■ Exercise aim: Return the following lines word for word, keeping every character and line break the same.

■ Recorded information:
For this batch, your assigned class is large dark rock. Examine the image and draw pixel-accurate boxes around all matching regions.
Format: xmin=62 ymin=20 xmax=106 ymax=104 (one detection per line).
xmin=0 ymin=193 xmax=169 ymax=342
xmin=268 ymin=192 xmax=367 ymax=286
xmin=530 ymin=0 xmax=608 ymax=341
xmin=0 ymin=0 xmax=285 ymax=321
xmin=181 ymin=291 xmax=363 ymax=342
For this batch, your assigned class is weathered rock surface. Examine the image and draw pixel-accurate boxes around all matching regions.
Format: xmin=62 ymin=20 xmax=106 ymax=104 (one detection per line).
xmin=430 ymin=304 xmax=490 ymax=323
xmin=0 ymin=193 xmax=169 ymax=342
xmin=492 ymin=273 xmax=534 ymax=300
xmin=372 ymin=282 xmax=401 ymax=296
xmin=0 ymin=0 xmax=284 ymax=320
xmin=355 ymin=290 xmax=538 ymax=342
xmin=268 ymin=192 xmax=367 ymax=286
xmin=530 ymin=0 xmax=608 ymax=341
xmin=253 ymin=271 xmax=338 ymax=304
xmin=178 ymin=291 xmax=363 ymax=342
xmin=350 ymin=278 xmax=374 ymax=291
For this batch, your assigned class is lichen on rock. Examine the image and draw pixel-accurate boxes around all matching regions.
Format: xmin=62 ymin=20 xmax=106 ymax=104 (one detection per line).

■ Response for this exercise:
For this batch, your assigned class is large dark rock. Examine the image and draw pixel-accurate boxes around all matching regions.
Format: xmin=62 ymin=20 xmax=106 ymax=104 (one detection per line).
xmin=0 ymin=193 xmax=169 ymax=342
xmin=268 ymin=192 xmax=367 ymax=286
xmin=530 ymin=0 xmax=608 ymax=341
xmin=0 ymin=0 xmax=285 ymax=321
xmin=181 ymin=291 xmax=363 ymax=342
For this batch, your assigned class is weathered rock surface. Examine the image and draw pixel-accurate boxes around all matching regions.
Format: xmin=62 ymin=20 xmax=106 ymax=104 (one detection per line).
xmin=430 ymin=304 xmax=490 ymax=323
xmin=0 ymin=193 xmax=169 ymax=342
xmin=492 ymin=273 xmax=534 ymax=300
xmin=372 ymin=282 xmax=401 ymax=296
xmin=0 ymin=0 xmax=284 ymax=320
xmin=355 ymin=290 xmax=538 ymax=342
xmin=268 ymin=192 xmax=367 ymax=286
xmin=530 ymin=0 xmax=608 ymax=341
xmin=253 ymin=271 xmax=338 ymax=304
xmin=178 ymin=291 xmax=363 ymax=342
xmin=350 ymin=278 xmax=374 ymax=291
For this batch, your assigned class is lichen on rock. Examine the image and draw pixel-accurate boxes around all matching regions.
Format: xmin=62 ymin=20 xmax=106 ymax=104 (one detection per line).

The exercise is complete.